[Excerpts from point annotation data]
——
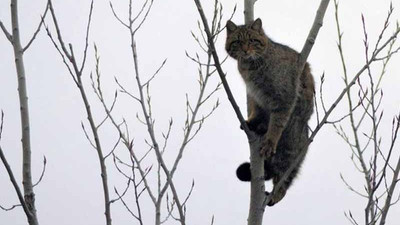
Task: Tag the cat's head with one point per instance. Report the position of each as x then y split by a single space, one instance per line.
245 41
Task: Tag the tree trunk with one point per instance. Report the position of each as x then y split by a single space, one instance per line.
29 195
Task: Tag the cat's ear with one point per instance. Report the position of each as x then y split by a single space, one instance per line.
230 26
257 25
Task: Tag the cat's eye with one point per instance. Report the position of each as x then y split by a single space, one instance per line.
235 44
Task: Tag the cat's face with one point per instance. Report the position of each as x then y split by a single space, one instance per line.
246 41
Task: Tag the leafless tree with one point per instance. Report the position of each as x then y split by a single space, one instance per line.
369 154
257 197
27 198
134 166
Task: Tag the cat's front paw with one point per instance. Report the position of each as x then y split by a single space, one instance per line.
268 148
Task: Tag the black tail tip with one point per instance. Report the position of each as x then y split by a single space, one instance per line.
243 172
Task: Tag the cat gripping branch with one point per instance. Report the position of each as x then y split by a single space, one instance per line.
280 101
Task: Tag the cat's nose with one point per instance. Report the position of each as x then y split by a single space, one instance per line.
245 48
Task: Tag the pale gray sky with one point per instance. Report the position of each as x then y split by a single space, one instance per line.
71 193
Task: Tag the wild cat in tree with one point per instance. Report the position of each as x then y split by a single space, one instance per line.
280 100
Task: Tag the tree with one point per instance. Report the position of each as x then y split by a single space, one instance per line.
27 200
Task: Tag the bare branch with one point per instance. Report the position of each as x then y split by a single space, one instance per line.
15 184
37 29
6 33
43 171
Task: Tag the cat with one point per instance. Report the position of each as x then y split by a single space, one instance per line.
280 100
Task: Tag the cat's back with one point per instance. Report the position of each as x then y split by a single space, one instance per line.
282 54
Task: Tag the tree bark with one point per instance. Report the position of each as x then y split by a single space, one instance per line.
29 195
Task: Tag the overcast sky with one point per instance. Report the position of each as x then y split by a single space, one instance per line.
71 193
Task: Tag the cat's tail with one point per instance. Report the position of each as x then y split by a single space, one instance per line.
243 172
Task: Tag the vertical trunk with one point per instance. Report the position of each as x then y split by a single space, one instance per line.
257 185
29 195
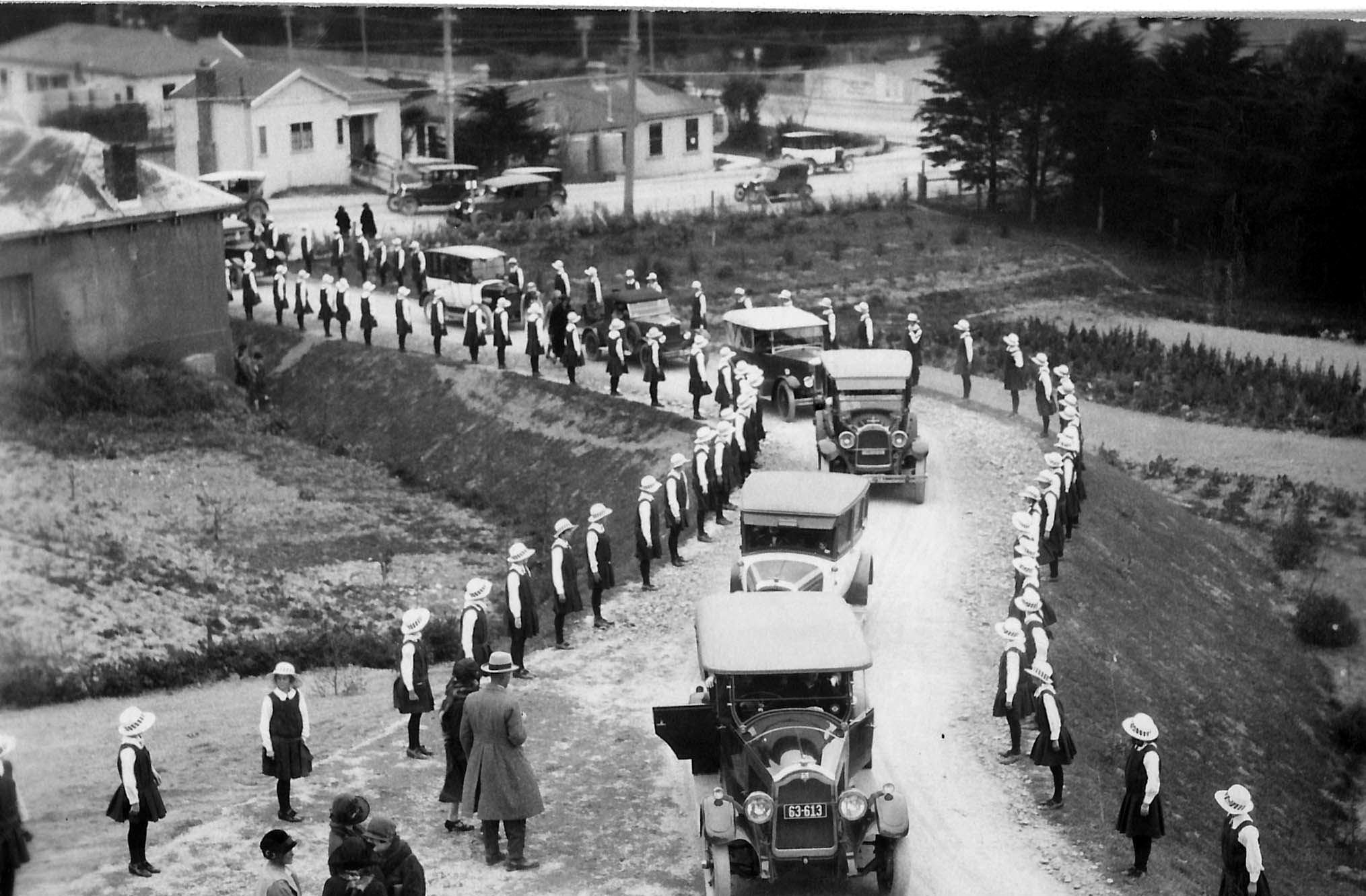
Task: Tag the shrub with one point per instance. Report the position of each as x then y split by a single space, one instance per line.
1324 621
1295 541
——
Reproduce each line of the records exactly, and omit every picture.

# [Output of the task]
Task: Tag the cat's head with one point per instance. Report the position of each as x then y split by a single space, one instance per line.
245 41
Task: Tag the tree trunk with one point per instance. Report the position of each as x then y split by a single space, one instance per line.
29 195
Task: Tag the cat's ear with one point per instance. Report the position of each as x then y split by a single space, one instance per line.
230 26
257 25
Task: Tag the cat's eye with one point per instance. Report the position of each as x then y split by a single space, one instance per line.
235 44
Task: Tag the cat's face with one point per instance. Report the position of each as x then y split by a single space, one instance per line.
246 41
Task: Tag the leafless tree with one point per instance. Report the position of each as x then y split by a single space, one instance per line.
369 154
257 197
27 198
134 166
Task: Tag the cat's front paw with one point per instance. Report the position of each as x then y split by a single space, one instance per line.
268 148
Task: Tag the black tail tip with one point per instance. Report the position of each as x then y split by a single space, one instance per line.
243 172
Task: Tag the cat gripping branch with one point per instance. Report the position of each as x then y split by a single space, one instance per line.
280 101
Task: Tag the cat's nose with one point per instance. Report the position of each as x then y split by a single space, one instance per line.
245 48
Task: Tag the pale gray sky with one point per instance. Report the position of each as x then y split by a single space, one instance per line.
71 193
Task: Tag the wild cat in tree with one point per instance. Report the position of each as x then y split by a single space, one instance per line.
280 100
Task: Tag the tree with one point per instance. Report the position of each as x then y split by a single space, one instance per line.
27 200
Task: Tag the bare branch with one point per instance. Report the position of each as x then y split by a single space, one instance per line.
15 184
37 29
6 33
43 171
Task: Tag the cat with one point per instance. Report the position of each as x then y split by a single space, one instance per line.
280 100
Task: Tag the cat's back with one point per instance. Report the position of each as x then y split by a single space, one instance per line.
282 54
Task: Tag the tree bark with one point per instance. Report the position of each as x then y split by a single space, one instance per line.
29 195
Task: Tag the overcast sky with one point per instance. Report the position of each as x then y split by a single space, one instance per line.
71 193
Task: Tag the cat's tail with one point per instance. Report the position of each as x then y split by a single space, one instance per line.
243 172
Task: Tag the vertical trunk with one point per instance. Report the position of each as x then y split by a single space, one instance per line.
257 185
29 195
Task: Tag the shrub with one point per instance. Report the position of each as x then y split by a single space, one instance per line.
1324 621
1295 541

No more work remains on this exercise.